----- Stored data -----

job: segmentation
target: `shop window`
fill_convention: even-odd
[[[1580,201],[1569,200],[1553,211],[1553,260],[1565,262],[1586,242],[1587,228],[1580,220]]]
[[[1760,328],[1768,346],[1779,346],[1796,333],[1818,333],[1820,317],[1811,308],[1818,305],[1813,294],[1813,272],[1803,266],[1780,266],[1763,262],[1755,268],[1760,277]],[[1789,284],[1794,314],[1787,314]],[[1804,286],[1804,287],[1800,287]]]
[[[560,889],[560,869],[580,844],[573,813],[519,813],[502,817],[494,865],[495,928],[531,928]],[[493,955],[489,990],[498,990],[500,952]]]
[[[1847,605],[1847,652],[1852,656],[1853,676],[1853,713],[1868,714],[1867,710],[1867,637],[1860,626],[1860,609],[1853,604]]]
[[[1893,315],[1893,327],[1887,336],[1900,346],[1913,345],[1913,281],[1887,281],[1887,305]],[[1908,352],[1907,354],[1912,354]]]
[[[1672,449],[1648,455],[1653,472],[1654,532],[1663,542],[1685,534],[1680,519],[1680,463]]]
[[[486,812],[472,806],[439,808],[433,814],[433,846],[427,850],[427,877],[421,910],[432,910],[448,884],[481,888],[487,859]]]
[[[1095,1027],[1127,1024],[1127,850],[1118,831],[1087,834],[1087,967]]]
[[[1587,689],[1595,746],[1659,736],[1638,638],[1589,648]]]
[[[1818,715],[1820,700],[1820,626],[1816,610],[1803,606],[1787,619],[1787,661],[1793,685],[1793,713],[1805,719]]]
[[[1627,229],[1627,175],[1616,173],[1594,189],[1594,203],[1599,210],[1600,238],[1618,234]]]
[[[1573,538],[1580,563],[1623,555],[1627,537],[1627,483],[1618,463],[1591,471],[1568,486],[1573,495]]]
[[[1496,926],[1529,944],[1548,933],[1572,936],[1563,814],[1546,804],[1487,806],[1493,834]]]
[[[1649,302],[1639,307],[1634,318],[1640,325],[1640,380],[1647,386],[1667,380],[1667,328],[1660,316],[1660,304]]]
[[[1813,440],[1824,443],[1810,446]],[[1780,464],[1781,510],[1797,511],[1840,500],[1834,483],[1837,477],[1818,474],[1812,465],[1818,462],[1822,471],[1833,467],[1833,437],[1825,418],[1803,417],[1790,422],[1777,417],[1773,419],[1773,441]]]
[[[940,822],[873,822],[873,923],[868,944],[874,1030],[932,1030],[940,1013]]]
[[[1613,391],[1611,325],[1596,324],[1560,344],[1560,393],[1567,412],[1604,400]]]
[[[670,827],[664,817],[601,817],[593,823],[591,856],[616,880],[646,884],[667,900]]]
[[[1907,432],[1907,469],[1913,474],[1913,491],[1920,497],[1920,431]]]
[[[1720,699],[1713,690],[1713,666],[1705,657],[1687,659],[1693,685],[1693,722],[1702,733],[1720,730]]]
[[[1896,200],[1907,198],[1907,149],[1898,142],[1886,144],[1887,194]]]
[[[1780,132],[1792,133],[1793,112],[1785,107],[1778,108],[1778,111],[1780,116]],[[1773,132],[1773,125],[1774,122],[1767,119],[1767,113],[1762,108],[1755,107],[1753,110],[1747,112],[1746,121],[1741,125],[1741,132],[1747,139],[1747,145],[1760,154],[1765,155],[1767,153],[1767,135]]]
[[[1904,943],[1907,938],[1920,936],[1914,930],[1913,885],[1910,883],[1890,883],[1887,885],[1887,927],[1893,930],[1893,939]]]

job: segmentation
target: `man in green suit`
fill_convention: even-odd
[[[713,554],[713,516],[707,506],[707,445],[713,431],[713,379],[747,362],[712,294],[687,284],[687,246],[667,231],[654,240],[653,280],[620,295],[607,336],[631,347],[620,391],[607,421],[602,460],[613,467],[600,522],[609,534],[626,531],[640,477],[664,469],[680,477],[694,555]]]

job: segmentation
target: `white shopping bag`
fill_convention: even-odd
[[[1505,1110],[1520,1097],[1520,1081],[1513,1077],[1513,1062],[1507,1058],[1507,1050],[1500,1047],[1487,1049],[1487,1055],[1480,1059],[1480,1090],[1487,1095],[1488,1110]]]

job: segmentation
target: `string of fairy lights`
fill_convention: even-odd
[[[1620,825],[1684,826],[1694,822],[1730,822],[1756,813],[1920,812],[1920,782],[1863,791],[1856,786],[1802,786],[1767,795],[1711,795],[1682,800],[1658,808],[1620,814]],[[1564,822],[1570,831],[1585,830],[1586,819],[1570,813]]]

-----

Exercise instructions: Nothing may be left out. Retype all the entries exactly.

The answer:
job: segmentation
target: `shop window`
fill_convention: even-odd
[[[1580,201],[1569,200],[1553,211],[1553,260],[1565,262],[1586,242],[1587,228],[1580,220]]]
[[[1760,328],[1768,346],[1779,346],[1796,333],[1818,333],[1820,317],[1811,308],[1818,305],[1813,294],[1813,272],[1803,266],[1780,266],[1763,262],[1755,268],[1760,277]],[[1789,284],[1794,314],[1787,314]],[[1804,286],[1804,287],[1800,287]]]
[[[560,889],[560,869],[580,844],[573,813],[519,813],[502,817],[494,865],[495,928],[531,928]],[[493,955],[489,990],[498,990],[500,952]]]
[[[1847,605],[1847,652],[1852,656],[1853,676],[1853,713],[1868,714],[1867,710],[1867,637],[1860,626],[1860,609],[1853,604]]]
[[[1893,315],[1893,327],[1887,336],[1900,346],[1913,345],[1913,281],[1887,281],[1887,305]],[[1908,352],[1907,354],[1912,354]]]
[[[1672,449],[1648,455],[1653,472],[1654,532],[1663,542],[1685,534],[1680,519],[1680,463]]]
[[[486,812],[472,806],[439,808],[433,814],[433,846],[427,850],[427,877],[421,910],[432,910],[448,884],[481,888],[487,859]]]
[[[1095,1027],[1127,1024],[1127,850],[1118,831],[1087,834],[1087,967]]]
[[[1587,689],[1595,746],[1659,736],[1638,638],[1589,648]]]
[[[1818,715],[1820,700],[1820,626],[1816,610],[1803,606],[1787,619],[1787,661],[1793,685],[1793,713],[1805,719]]]
[[[1627,229],[1627,175],[1616,173],[1594,189],[1594,203],[1599,210],[1600,238],[1618,234]]]
[[[1573,538],[1580,563],[1623,555],[1627,537],[1627,483],[1618,463],[1591,471],[1568,486],[1573,495]]]
[[[1496,926],[1529,944],[1548,933],[1572,936],[1563,814],[1546,804],[1487,806],[1493,834]]]
[[[1649,302],[1639,307],[1634,318],[1640,325],[1640,380],[1647,386],[1667,380],[1667,328],[1660,316],[1660,304]]]
[[[1813,440],[1824,443],[1810,446]],[[1780,464],[1781,510],[1797,511],[1840,500],[1834,483],[1837,477],[1818,474],[1812,465],[1818,462],[1822,471],[1833,467],[1833,437],[1825,418],[1803,417],[1790,422],[1777,417],[1773,419],[1773,441]]]
[[[940,822],[873,822],[873,923],[868,944],[874,1030],[932,1030],[940,1013]]]
[[[1613,391],[1611,325],[1596,324],[1560,344],[1560,393],[1567,412],[1604,400]]]
[[[670,827],[664,817],[601,817],[593,823],[591,856],[616,880],[646,884],[667,900]]]
[[[1907,432],[1907,469],[1913,474],[1913,491],[1920,497],[1920,431]]]
[[[1720,699],[1713,690],[1713,666],[1705,657],[1687,659],[1693,685],[1693,722],[1702,733],[1720,730]]]
[[[1896,200],[1907,198],[1907,149],[1898,142],[1886,144],[1887,194]]]
[[[1780,132],[1792,133],[1793,112],[1785,107],[1778,108],[1778,111],[1780,116]],[[1773,132],[1773,125],[1774,122],[1767,119],[1767,113],[1762,108],[1755,107],[1753,110],[1747,112],[1746,121],[1741,125],[1741,132],[1747,139],[1747,145],[1760,154],[1765,155],[1767,153],[1767,135]]]
[[[1904,943],[1907,938],[1920,936],[1914,930],[1913,885],[1910,883],[1890,883],[1887,885],[1887,927],[1893,930],[1893,939]]]

job: segmentation
target: `man in green suit`
fill_convention: even-odd
[[[713,554],[713,516],[707,506],[707,445],[713,431],[713,379],[747,362],[712,294],[687,284],[687,246],[667,231],[654,240],[653,280],[620,295],[607,336],[631,347],[620,391],[607,421],[602,460],[613,467],[600,522],[609,534],[626,531],[640,477],[664,469],[680,477],[694,555]]]

job: segmentation
target: `white shopping bag`
fill_convention: even-odd
[[[1505,1110],[1520,1097],[1520,1081],[1513,1077],[1513,1062],[1507,1058],[1507,1050],[1500,1047],[1487,1049],[1487,1055],[1480,1059],[1480,1090],[1487,1095],[1488,1110]]]

job: segmentation
target: `string of fairy lights`
fill_convention: even-odd
[[[1620,825],[1684,826],[1694,822],[1730,822],[1756,813],[1920,812],[1920,782],[1863,791],[1856,786],[1802,786],[1767,795],[1711,795],[1682,800],[1658,808],[1620,814]],[[1564,822],[1570,831],[1585,830],[1586,819],[1570,813]]]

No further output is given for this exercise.